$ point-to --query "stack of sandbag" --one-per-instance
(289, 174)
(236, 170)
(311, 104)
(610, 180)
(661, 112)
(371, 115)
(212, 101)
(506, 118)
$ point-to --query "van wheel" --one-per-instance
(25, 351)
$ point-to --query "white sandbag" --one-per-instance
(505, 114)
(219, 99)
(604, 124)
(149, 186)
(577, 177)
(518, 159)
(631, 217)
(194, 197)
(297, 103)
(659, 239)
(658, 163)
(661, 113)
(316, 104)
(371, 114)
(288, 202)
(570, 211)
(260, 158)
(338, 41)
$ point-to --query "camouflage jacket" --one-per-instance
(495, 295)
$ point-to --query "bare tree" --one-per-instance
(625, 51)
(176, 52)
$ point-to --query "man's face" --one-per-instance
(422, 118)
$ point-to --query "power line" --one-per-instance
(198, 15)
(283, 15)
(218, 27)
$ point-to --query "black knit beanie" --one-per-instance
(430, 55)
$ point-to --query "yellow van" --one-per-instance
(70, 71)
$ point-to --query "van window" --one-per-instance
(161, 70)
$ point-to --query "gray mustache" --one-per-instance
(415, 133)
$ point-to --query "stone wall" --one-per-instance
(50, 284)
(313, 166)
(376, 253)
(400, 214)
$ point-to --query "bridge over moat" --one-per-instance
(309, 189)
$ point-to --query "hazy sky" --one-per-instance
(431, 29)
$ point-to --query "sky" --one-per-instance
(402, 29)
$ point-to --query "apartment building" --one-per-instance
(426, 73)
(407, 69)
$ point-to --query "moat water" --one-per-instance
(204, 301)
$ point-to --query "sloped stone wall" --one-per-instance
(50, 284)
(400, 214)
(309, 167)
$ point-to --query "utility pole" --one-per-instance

────────────────────────────────────────

**Task requirements:** Output the entries exactly.

**Result of the exercise:**
$ point-to --query "stack of sandbag" --one-per-instance
(289, 174)
(236, 170)
(311, 104)
(610, 180)
(661, 112)
(371, 115)
(212, 101)
(506, 118)
$ point-to --query "van wheel" --one-per-instance
(25, 351)
$ point-to --query "white sandbag" --one-per-instance
(505, 114)
(219, 99)
(604, 124)
(149, 186)
(577, 177)
(518, 159)
(631, 217)
(194, 197)
(297, 103)
(659, 239)
(658, 163)
(661, 113)
(316, 104)
(371, 114)
(288, 202)
(570, 211)
(260, 158)
(338, 41)
$ point-to --query "camouflage jacket" --one-per-instance
(495, 295)
$ point-to --query "bare tree" --one-per-instance
(625, 51)
(176, 52)
$ point-to --query "man's face" --one-per-instance
(422, 118)
$ point-to --query "power line" --one-per-instance
(198, 15)
(283, 15)
(218, 27)
$ point-to --query "black knit beanie" --one-per-instance
(430, 55)
$ point-to --query "yellow van" --one-per-instance
(70, 71)
$ point-to --query "van window" --one-per-instance
(161, 70)
$ point-to --query "gray mustache" --one-per-instance
(415, 133)
$ point-to --query "stone wall" --one-per-instance
(50, 284)
(313, 166)
(376, 253)
(400, 214)
$ point-to --query "bridge over moat" --one-per-instance
(309, 189)
$ point-to --query "hazy sky" --one-per-instance
(431, 29)
$ point-to --query "sky" --one-per-instance
(402, 29)
$ point-to --query "apartment building" --one-per-instance
(426, 73)
(407, 69)
$ point-to --query "moat water" --one-per-instance
(204, 301)
$ point-to --query "sloped stone wall" --one-per-instance
(50, 284)
(400, 214)
(309, 167)
$ point-to --query "utility pole" --one-per-instance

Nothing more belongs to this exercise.